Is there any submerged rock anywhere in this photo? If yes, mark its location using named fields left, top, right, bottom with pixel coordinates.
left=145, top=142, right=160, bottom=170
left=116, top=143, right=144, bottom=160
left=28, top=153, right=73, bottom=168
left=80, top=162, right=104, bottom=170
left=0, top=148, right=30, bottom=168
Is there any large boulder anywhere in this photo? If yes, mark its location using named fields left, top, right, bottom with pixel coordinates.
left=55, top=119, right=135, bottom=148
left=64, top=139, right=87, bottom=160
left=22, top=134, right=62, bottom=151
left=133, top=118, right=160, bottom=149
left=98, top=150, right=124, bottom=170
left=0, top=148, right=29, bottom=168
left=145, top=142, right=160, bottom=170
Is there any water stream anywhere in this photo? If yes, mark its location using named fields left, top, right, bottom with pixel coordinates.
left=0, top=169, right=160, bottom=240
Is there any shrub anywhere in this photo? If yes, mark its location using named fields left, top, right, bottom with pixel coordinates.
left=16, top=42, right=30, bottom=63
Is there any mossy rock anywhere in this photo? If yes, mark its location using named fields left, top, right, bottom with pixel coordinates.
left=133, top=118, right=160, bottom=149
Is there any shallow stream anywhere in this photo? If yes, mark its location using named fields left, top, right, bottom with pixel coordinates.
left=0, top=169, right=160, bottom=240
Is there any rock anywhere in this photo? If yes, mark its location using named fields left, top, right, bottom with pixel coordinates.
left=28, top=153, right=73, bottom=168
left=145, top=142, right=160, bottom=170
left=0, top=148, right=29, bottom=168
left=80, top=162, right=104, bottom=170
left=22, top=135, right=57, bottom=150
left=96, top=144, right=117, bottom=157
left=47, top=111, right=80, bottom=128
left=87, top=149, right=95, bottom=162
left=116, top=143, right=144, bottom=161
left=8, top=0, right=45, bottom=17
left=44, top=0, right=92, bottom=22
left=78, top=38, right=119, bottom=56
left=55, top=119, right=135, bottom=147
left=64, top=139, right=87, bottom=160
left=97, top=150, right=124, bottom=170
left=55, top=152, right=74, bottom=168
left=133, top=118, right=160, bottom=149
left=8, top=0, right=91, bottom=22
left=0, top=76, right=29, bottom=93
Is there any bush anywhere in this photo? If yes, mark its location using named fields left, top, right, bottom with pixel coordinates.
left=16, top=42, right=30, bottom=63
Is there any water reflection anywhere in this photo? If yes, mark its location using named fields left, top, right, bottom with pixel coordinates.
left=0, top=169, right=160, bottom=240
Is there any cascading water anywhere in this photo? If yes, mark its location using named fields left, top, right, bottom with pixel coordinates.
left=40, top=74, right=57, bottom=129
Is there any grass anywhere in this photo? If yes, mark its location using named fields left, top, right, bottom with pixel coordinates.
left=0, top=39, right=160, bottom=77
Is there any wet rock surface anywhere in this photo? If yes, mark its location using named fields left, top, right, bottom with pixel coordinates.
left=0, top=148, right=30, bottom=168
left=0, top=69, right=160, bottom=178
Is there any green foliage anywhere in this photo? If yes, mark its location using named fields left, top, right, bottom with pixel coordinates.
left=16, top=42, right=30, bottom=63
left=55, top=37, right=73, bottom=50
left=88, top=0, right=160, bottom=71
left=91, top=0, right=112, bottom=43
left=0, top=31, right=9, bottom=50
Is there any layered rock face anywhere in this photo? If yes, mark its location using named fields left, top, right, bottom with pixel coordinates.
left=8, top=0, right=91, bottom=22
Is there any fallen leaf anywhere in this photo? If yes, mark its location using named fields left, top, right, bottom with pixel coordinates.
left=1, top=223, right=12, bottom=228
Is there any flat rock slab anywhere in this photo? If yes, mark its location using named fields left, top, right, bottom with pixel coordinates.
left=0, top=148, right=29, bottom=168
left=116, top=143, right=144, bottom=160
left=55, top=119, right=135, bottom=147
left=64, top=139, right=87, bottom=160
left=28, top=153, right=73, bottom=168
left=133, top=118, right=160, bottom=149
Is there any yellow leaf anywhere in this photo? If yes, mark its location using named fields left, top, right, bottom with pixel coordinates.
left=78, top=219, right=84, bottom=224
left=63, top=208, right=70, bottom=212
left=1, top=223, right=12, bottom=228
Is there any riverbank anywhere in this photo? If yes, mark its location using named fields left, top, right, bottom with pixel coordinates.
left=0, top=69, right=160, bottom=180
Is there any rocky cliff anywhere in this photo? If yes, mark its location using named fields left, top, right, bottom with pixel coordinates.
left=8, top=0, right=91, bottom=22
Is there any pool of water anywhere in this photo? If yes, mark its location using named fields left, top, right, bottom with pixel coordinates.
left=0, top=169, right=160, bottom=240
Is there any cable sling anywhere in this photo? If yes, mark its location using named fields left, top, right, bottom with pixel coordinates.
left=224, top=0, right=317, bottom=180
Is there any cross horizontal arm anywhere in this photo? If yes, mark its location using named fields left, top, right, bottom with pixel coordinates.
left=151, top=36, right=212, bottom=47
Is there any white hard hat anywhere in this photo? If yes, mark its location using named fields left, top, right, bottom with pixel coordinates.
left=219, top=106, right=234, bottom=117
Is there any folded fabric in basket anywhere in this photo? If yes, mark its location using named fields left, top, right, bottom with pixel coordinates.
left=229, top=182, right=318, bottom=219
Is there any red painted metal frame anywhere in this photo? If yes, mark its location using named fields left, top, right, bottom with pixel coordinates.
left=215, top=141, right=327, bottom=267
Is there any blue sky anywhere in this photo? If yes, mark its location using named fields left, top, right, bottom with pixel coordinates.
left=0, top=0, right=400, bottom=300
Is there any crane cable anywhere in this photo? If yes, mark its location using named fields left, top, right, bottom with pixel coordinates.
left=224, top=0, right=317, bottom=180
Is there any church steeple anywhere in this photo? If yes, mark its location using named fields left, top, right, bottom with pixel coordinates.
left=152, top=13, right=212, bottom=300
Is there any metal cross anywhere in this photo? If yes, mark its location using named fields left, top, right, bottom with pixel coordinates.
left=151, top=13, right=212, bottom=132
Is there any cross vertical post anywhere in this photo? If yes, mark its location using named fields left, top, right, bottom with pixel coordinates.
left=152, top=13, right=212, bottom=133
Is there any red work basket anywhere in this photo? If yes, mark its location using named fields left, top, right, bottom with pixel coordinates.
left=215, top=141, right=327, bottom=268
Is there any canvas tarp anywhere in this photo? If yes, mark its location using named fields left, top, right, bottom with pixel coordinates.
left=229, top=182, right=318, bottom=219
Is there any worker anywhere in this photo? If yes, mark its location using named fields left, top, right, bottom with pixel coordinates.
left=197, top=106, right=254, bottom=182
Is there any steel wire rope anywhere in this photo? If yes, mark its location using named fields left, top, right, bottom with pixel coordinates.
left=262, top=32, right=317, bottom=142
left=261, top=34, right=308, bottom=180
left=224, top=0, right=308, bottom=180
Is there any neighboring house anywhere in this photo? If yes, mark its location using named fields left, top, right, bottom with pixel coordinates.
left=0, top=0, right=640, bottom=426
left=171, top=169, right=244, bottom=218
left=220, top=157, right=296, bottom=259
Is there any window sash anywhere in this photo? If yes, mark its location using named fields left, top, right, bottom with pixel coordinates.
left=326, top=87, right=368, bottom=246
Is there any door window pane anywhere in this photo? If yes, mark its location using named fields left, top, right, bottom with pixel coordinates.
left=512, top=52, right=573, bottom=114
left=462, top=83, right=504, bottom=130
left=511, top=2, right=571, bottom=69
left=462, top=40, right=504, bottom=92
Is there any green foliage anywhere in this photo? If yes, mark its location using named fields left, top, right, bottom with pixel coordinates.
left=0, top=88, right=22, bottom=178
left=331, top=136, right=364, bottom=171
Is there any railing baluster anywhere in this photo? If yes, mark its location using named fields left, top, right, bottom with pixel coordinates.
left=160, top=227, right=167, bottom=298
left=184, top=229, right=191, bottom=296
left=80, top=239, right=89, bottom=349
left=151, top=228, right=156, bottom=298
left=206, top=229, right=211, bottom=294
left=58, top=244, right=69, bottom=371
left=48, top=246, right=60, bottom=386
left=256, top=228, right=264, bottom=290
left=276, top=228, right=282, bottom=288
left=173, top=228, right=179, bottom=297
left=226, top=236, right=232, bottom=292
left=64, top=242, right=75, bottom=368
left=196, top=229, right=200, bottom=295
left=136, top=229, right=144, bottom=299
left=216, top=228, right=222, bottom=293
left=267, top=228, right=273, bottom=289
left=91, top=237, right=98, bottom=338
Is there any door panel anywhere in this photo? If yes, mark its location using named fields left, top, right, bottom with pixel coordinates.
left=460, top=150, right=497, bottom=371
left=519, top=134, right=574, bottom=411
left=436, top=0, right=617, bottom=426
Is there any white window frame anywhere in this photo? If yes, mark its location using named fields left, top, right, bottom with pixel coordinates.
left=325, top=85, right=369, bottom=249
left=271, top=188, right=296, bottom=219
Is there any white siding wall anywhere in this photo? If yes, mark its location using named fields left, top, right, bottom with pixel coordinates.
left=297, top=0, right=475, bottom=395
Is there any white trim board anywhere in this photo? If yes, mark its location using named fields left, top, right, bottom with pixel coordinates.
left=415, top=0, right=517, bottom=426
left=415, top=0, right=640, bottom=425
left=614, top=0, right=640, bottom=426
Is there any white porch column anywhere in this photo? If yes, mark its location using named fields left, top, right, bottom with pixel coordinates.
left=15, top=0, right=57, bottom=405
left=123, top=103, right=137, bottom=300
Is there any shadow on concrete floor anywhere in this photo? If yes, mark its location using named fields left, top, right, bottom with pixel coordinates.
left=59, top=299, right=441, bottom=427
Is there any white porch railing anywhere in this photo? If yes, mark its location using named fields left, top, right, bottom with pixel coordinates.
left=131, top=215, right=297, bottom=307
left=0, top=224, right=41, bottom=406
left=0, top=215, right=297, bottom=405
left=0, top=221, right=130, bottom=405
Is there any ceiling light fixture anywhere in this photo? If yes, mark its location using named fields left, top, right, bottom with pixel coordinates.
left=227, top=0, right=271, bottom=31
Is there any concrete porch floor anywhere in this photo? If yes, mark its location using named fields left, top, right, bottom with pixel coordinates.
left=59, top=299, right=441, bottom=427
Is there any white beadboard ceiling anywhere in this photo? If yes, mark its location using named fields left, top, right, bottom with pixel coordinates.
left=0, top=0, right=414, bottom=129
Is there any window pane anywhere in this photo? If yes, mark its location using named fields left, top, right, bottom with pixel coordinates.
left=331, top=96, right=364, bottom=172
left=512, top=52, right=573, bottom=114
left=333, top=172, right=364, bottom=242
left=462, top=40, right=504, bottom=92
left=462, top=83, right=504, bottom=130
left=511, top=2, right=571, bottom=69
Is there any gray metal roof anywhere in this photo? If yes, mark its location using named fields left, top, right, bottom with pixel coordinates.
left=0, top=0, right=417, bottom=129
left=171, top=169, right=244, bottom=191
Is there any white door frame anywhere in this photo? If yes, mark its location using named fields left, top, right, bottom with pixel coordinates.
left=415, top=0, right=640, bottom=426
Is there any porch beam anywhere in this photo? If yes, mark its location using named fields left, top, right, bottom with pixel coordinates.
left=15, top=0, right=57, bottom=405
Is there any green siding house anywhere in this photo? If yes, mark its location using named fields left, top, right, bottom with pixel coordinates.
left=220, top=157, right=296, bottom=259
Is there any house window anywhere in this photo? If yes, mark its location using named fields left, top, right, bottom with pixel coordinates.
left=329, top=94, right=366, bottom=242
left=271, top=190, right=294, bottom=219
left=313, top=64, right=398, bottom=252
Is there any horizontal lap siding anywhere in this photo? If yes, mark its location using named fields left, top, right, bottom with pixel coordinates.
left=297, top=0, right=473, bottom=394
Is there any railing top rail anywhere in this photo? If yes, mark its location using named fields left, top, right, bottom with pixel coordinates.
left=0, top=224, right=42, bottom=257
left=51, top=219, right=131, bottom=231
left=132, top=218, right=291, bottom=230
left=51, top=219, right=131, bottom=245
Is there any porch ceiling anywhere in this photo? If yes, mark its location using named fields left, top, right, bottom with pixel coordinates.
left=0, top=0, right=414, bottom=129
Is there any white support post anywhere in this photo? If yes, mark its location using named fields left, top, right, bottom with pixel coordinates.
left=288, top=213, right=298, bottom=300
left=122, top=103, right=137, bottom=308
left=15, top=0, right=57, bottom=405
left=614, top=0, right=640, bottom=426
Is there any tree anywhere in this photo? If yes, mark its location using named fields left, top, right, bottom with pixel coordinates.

Work to do ->
Turn the lines of the records above, from the one containing "Is there any metal" through the one containing "left=151, top=13, right=212, bottom=132", inclusive, into a numbered list, omitting any blank lines.

Expected answer ->
1. Is there any metal cross anywhere in this photo? If yes, mark its location using named fields left, top, right, bottom with pixel coordinates.
2. left=151, top=13, right=212, bottom=132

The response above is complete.